## Do this
Convert the listing, starting with the line containing "Where in this photo can the cathedral" and going on through the end of the listing, into a two-column CSV with one row per request. Use the headers request and answer, put each value in a single quoted field, and replace any line breaks with spaces.

## Point annotation listing
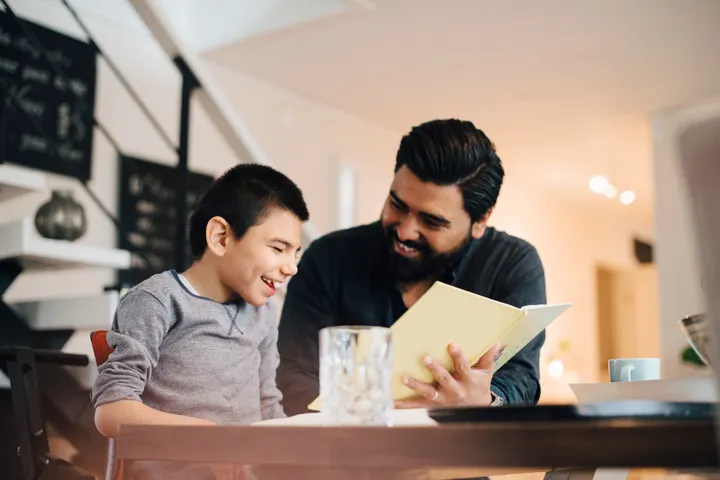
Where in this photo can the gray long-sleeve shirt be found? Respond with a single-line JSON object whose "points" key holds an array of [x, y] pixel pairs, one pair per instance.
{"points": [[181, 353]]}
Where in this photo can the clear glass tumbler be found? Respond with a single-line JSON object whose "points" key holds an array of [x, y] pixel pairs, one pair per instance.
{"points": [[356, 365]]}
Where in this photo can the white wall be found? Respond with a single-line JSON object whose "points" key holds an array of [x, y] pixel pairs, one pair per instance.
{"points": [[307, 141], [680, 288]]}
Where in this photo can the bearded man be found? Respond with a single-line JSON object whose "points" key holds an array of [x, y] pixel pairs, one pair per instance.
{"points": [[433, 227]]}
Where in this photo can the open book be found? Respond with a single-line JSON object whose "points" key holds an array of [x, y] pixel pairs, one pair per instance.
{"points": [[447, 314]]}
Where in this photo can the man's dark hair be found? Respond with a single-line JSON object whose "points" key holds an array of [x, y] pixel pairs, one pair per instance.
{"points": [[244, 196], [454, 152]]}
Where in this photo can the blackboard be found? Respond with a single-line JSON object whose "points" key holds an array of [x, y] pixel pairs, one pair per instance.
{"points": [[148, 217], [46, 120]]}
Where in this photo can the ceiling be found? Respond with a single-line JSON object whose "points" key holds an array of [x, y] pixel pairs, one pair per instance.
{"points": [[565, 88]]}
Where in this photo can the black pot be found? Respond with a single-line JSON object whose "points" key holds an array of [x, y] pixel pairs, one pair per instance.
{"points": [[61, 217]]}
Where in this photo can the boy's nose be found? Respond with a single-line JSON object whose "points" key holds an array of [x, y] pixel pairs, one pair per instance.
{"points": [[289, 269]]}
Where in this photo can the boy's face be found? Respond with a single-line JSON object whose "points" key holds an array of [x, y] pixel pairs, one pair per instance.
{"points": [[266, 256]]}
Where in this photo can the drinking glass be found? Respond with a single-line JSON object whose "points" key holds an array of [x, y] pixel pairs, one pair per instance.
{"points": [[356, 365]]}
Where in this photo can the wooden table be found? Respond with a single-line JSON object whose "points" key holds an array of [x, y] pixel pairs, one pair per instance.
{"points": [[432, 451]]}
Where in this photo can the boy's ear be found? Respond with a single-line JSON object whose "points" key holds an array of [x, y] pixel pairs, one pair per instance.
{"points": [[217, 235]]}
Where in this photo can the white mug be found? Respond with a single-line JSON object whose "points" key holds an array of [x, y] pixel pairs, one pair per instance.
{"points": [[634, 369]]}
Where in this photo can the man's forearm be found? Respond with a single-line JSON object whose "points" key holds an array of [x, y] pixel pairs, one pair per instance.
{"points": [[109, 417]]}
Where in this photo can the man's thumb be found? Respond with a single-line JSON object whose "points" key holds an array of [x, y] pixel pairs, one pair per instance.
{"points": [[488, 359]]}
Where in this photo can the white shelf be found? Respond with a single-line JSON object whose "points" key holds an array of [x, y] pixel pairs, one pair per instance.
{"points": [[20, 240], [89, 312], [16, 181]]}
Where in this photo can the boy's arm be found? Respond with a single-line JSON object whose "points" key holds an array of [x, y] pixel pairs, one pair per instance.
{"points": [[141, 323], [270, 395]]}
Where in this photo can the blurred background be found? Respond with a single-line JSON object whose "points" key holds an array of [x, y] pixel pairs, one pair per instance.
{"points": [[582, 99]]}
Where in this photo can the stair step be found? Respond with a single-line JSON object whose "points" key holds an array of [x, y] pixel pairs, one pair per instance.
{"points": [[19, 239], [88, 312], [16, 181]]}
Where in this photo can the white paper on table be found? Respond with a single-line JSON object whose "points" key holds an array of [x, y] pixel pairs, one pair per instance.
{"points": [[687, 389], [404, 417]]}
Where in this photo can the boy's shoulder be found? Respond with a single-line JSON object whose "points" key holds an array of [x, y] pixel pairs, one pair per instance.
{"points": [[161, 285]]}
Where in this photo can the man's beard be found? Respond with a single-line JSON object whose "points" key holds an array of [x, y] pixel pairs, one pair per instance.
{"points": [[428, 264]]}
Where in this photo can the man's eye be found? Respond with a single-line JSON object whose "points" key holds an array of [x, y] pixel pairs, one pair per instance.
{"points": [[432, 224]]}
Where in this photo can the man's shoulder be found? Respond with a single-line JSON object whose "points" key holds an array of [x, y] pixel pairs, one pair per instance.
{"points": [[506, 241], [510, 249]]}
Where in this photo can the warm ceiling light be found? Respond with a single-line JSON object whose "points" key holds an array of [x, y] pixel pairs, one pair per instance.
{"points": [[598, 184], [627, 197], [610, 191]]}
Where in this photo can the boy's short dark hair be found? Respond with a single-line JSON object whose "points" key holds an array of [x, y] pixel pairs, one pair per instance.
{"points": [[243, 196]]}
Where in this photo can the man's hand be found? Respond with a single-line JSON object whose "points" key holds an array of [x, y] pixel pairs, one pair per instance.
{"points": [[466, 386]]}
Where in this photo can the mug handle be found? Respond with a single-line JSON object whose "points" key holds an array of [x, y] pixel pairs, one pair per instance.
{"points": [[626, 373]]}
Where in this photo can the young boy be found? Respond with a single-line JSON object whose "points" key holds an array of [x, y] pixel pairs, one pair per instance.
{"points": [[199, 347]]}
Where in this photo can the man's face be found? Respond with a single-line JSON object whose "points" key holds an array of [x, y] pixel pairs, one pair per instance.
{"points": [[426, 225]]}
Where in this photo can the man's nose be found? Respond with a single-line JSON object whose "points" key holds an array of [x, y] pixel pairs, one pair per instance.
{"points": [[408, 229]]}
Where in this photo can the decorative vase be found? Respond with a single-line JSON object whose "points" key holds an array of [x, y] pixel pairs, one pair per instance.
{"points": [[61, 217]]}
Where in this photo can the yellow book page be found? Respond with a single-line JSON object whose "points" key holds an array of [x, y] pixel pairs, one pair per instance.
{"points": [[535, 319], [443, 315]]}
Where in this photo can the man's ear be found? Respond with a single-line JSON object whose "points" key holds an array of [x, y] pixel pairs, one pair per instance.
{"points": [[478, 227], [217, 235]]}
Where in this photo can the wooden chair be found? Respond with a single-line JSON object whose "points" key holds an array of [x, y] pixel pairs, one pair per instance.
{"points": [[102, 350]]}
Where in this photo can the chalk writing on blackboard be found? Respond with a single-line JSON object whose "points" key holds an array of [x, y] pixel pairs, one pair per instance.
{"points": [[148, 217], [48, 98]]}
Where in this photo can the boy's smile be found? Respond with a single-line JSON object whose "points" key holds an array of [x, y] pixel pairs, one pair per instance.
{"points": [[271, 284]]}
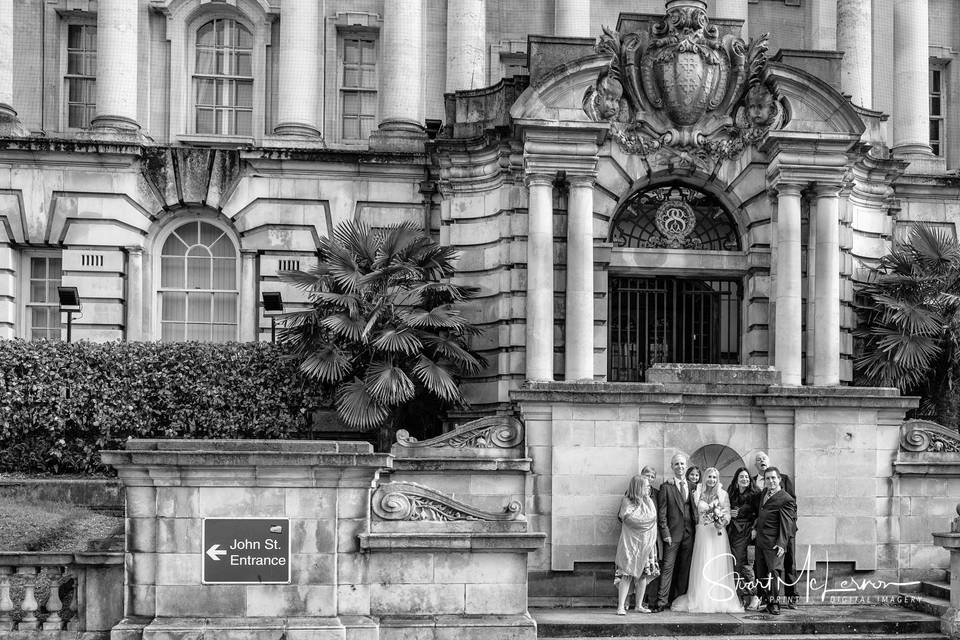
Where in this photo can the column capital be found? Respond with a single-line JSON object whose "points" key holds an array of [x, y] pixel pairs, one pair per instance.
{"points": [[539, 179]]}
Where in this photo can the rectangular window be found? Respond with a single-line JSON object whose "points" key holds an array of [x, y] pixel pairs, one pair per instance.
{"points": [[43, 305], [81, 78], [358, 88], [936, 111]]}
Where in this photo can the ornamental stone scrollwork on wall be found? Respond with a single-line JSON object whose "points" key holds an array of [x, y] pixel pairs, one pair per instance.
{"points": [[504, 432], [684, 89], [923, 436], [413, 502]]}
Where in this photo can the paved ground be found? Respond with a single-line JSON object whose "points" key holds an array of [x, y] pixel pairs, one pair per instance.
{"points": [[820, 620]]}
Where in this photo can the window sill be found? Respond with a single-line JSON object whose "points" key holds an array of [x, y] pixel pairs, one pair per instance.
{"points": [[206, 140]]}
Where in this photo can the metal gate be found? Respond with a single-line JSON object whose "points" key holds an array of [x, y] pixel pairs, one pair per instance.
{"points": [[671, 320]]}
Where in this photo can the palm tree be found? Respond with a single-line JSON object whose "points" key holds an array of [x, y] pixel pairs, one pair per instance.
{"points": [[910, 321], [386, 328]]}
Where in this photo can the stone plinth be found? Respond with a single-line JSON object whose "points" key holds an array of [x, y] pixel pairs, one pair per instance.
{"points": [[172, 485], [950, 621]]}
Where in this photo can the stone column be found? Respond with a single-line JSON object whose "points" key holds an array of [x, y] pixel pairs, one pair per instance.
{"points": [[572, 18], [826, 347], [249, 309], [117, 65], [578, 351], [540, 278], [134, 301], [301, 62], [911, 92], [466, 45], [733, 9], [789, 328], [855, 39], [401, 120]]}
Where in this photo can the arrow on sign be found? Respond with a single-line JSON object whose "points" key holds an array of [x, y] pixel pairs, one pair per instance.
{"points": [[215, 552]]}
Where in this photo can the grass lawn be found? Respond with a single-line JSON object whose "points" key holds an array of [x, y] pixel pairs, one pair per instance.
{"points": [[56, 526]]}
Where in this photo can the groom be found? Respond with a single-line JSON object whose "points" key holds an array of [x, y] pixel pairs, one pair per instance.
{"points": [[677, 522], [775, 526]]}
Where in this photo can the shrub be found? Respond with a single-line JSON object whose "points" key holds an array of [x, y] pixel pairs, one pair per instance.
{"points": [[61, 403]]}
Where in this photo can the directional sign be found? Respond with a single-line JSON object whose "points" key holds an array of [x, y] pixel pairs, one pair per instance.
{"points": [[246, 551]]}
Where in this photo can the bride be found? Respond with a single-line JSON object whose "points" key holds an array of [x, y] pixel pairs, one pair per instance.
{"points": [[712, 588]]}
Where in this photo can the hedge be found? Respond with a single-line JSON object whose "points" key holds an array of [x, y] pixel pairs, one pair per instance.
{"points": [[61, 403]]}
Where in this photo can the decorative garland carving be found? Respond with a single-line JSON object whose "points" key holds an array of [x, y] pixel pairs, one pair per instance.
{"points": [[413, 502], [684, 90], [923, 435], [503, 432]]}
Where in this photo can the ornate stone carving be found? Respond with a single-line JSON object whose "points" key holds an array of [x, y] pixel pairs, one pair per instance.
{"points": [[923, 435], [502, 432], [414, 502], [684, 90]]}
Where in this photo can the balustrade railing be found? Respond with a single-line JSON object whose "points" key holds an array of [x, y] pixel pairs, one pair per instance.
{"points": [[69, 593]]}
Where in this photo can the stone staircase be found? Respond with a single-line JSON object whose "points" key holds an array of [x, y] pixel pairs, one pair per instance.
{"points": [[807, 622]]}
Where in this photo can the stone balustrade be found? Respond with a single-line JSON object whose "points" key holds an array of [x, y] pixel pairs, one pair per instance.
{"points": [[56, 596]]}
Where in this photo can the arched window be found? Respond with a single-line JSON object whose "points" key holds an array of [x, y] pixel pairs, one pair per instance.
{"points": [[675, 217], [223, 78], [198, 284]]}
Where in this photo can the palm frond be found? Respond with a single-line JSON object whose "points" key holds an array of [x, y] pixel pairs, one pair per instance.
{"points": [[357, 408], [388, 384]]}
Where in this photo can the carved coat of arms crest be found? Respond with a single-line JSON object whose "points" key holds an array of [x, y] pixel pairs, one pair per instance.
{"points": [[683, 88]]}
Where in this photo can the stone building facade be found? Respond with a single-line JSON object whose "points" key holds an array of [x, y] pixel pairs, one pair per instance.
{"points": [[170, 157]]}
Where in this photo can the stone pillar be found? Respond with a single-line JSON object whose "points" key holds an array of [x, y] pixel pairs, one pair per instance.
{"points": [[826, 347], [117, 65], [788, 292], [540, 278], [466, 45], [301, 62], [572, 18], [855, 39], [401, 120], [733, 9], [249, 314], [134, 298], [911, 92], [578, 351]]}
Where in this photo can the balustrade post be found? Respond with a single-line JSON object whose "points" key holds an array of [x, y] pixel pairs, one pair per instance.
{"points": [[54, 605], [6, 604], [29, 606]]}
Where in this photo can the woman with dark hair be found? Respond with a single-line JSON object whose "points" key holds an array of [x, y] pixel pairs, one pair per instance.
{"points": [[637, 550], [744, 499]]}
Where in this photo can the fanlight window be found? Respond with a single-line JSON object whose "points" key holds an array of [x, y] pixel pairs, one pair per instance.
{"points": [[675, 217], [198, 285]]}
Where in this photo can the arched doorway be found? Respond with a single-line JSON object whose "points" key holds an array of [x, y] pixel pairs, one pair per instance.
{"points": [[673, 318]]}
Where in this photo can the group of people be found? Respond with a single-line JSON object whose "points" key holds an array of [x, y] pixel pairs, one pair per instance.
{"points": [[684, 546]]}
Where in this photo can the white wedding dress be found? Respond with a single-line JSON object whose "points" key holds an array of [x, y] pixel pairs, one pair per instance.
{"points": [[712, 586]]}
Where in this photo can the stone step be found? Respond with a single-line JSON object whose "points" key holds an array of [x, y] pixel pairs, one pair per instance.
{"points": [[805, 620], [939, 590], [926, 603]]}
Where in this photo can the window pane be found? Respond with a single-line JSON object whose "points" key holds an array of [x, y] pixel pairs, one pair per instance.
{"points": [[225, 307], [172, 273], [244, 94], [198, 273], [244, 123], [174, 305], [38, 267]]}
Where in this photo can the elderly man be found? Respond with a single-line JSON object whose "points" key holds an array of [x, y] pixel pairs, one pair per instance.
{"points": [[762, 463], [677, 519]]}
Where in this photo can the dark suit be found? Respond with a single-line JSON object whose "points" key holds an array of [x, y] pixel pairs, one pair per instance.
{"points": [[677, 520], [789, 570], [775, 527]]}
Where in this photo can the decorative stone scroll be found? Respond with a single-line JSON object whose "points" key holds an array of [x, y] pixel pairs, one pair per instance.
{"points": [[684, 89], [503, 432], [923, 435], [413, 502]]}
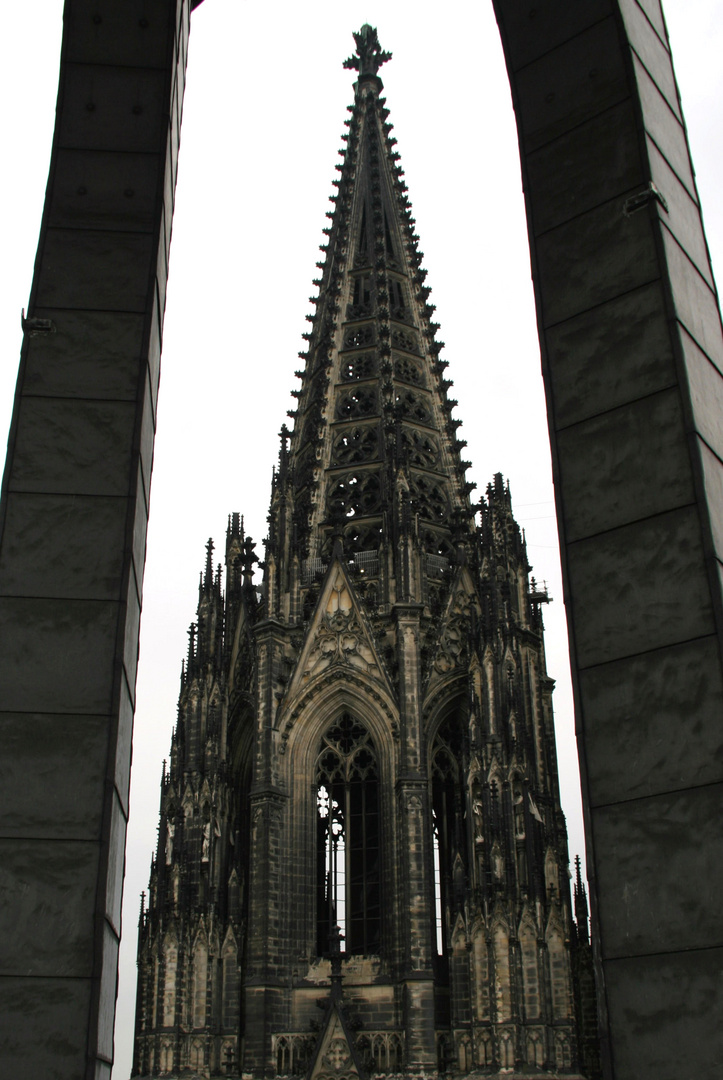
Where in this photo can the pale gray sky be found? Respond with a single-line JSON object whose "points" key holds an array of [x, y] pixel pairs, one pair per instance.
{"points": [[265, 107]]}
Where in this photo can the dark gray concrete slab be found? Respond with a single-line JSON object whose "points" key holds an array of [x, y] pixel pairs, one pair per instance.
{"points": [[631, 342]]}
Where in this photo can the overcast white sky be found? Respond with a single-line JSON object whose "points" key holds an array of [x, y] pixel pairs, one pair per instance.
{"points": [[265, 107]]}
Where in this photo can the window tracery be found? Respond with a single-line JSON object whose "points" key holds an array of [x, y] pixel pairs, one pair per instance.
{"points": [[361, 366], [348, 869], [356, 445], [356, 403], [356, 495], [414, 406]]}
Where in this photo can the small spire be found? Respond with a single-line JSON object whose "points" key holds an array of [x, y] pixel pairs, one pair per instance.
{"points": [[370, 55], [208, 580], [580, 904]]}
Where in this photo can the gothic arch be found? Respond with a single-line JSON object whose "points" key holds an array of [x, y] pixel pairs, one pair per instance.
{"points": [[323, 705], [321, 702]]}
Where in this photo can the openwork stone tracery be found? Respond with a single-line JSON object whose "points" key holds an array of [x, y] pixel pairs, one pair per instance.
{"points": [[361, 811]]}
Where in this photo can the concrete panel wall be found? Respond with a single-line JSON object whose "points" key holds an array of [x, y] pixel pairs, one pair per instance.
{"points": [[75, 505], [632, 358]]}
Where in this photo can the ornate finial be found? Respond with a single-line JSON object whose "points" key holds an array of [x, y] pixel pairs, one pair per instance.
{"points": [[371, 56]]}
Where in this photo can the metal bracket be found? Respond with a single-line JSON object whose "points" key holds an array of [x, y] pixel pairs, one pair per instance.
{"points": [[644, 199], [34, 326]]}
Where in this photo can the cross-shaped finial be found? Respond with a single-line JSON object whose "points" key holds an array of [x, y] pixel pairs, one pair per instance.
{"points": [[370, 55]]}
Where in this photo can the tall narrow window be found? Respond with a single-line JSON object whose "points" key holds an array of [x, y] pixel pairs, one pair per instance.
{"points": [[449, 841], [362, 247], [348, 878]]}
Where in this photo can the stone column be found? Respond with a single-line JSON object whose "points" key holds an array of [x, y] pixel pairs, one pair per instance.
{"points": [[414, 833]]}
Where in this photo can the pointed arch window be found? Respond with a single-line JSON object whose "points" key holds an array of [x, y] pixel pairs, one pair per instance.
{"points": [[449, 835], [348, 865]]}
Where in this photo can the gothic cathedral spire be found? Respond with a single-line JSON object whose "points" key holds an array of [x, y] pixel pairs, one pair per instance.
{"points": [[362, 813]]}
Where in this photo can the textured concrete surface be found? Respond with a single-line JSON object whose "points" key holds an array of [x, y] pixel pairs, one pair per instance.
{"points": [[75, 507], [630, 335]]}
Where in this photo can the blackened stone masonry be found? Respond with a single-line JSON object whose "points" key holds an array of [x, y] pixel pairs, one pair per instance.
{"points": [[362, 863]]}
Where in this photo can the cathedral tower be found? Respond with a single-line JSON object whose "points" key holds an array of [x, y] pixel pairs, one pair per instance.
{"points": [[362, 860]]}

## Expected answer
request,answer
"Where in this photo can the cathedral tower be found? Respond with a single-line JSON object whose ""points"" key holds an array of [x, y] pixel pairs, one pair per instance.","{""points"": [[362, 860]]}"